* _Exercise aim_
Please retype the items exactly, starting with the first line of the items and going on through the line that contains "point(274, 196)".

* _Recorded data_
— start —
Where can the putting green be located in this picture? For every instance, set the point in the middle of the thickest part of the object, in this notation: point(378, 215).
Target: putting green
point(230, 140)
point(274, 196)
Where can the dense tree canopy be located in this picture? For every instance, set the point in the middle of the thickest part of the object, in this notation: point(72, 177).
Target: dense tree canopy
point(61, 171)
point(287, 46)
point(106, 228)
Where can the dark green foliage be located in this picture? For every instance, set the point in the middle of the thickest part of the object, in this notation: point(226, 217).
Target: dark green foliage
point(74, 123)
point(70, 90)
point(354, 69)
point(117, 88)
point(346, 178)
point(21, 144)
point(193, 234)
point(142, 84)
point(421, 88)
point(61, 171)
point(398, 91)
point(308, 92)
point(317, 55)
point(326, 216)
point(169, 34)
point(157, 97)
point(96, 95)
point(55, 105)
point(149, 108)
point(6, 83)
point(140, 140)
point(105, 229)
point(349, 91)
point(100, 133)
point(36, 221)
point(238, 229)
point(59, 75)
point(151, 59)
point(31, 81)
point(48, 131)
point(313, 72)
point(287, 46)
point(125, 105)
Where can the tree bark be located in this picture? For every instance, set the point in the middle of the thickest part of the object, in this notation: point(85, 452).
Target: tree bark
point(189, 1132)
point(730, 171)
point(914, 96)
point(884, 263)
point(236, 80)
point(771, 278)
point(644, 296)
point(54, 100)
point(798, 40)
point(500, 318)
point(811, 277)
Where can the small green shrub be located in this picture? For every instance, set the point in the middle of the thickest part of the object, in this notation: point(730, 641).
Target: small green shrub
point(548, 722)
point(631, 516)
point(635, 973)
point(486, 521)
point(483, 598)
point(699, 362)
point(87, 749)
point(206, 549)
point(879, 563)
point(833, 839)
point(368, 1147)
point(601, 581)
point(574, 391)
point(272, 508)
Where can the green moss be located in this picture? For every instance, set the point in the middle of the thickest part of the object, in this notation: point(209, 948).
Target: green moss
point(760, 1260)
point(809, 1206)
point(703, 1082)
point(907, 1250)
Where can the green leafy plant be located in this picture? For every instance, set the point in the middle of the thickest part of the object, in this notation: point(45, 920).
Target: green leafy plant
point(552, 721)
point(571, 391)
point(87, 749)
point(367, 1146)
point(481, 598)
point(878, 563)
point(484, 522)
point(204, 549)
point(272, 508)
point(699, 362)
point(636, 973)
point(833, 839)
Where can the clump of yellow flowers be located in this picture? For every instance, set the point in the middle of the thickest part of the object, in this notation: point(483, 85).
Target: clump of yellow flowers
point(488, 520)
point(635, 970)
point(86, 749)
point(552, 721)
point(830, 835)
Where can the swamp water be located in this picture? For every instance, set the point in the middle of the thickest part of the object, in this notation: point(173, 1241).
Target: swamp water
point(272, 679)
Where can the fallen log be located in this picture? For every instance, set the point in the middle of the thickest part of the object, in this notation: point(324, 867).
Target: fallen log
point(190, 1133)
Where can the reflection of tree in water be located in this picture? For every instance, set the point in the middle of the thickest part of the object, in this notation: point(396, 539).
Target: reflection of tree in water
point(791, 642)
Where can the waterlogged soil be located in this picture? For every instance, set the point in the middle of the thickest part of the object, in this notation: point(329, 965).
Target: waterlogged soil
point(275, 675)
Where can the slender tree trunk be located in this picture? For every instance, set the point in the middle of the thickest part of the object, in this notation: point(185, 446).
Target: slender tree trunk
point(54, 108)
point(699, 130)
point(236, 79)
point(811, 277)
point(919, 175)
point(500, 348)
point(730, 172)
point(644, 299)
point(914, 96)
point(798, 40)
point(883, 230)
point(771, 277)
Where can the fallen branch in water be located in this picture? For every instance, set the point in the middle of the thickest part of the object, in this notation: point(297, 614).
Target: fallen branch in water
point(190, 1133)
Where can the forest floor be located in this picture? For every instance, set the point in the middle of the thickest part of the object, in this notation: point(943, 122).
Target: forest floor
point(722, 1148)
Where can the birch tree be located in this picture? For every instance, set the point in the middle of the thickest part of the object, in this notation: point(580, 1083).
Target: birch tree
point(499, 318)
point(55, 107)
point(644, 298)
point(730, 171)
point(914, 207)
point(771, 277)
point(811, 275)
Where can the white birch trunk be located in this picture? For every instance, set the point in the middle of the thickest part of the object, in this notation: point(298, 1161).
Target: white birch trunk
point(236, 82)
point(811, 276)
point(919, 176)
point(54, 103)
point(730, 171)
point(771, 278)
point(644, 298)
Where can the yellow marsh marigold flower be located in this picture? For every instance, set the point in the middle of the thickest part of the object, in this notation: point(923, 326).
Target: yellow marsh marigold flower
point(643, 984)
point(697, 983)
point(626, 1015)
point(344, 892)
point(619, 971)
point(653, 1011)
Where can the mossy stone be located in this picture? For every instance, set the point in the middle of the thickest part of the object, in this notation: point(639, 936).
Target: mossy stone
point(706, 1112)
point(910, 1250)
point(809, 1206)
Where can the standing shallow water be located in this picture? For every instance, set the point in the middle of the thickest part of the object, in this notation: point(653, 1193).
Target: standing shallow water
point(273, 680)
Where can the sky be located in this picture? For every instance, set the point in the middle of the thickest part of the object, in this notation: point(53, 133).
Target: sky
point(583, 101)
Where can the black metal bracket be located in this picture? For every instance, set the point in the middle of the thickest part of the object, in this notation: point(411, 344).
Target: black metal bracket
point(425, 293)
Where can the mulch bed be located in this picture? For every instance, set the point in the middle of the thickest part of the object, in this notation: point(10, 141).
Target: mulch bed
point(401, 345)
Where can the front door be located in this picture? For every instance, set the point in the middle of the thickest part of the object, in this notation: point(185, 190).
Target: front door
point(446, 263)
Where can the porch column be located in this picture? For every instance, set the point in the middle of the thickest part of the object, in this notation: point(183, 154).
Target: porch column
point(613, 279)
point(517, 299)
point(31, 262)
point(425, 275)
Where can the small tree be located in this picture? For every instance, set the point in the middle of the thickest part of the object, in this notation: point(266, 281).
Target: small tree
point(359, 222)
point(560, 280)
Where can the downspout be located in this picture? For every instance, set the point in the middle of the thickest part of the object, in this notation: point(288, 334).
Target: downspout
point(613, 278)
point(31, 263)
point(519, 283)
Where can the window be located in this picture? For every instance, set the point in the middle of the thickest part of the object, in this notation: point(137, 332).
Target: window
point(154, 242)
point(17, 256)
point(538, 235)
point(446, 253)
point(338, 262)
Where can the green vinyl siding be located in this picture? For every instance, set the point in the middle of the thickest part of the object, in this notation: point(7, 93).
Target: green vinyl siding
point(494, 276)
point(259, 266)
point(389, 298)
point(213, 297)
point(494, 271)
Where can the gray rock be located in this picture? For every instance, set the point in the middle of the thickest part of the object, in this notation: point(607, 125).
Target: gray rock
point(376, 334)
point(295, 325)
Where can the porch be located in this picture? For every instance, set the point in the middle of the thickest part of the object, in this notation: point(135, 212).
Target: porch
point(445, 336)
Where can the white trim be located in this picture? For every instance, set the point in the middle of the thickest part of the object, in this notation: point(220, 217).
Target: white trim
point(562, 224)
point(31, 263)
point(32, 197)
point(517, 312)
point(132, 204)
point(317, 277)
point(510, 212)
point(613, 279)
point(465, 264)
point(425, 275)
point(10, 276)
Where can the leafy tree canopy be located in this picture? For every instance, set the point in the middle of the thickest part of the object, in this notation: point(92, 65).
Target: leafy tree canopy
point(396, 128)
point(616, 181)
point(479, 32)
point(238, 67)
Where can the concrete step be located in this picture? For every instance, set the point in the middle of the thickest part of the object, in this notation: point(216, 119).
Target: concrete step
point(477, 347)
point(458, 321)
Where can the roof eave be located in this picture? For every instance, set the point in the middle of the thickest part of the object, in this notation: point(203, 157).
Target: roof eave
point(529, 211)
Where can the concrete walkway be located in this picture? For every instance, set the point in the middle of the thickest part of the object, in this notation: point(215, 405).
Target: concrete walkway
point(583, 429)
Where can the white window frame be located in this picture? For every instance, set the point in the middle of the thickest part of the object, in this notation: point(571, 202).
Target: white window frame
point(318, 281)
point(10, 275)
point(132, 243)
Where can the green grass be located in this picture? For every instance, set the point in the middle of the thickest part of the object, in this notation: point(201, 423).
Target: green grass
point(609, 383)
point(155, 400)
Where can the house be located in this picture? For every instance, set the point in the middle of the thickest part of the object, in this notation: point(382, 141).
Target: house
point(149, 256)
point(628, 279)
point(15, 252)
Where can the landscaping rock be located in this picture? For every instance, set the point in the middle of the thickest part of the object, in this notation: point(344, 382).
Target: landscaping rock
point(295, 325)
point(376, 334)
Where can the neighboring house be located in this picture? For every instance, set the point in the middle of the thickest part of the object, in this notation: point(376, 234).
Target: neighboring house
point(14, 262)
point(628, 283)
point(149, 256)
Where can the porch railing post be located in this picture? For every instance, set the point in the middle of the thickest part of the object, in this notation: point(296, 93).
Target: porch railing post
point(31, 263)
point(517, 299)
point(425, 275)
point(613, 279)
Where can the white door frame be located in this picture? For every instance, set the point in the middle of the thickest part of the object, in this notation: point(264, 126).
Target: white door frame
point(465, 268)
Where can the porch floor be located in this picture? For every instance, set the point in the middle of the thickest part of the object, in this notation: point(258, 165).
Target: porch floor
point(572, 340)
— end —
* _Complete output_
Where can the putting green be located in this picture? For every instance, set the point in the middle of the thickest part of the object, in this notation: point(378, 215).
Target: putting green
point(230, 140)
point(274, 196)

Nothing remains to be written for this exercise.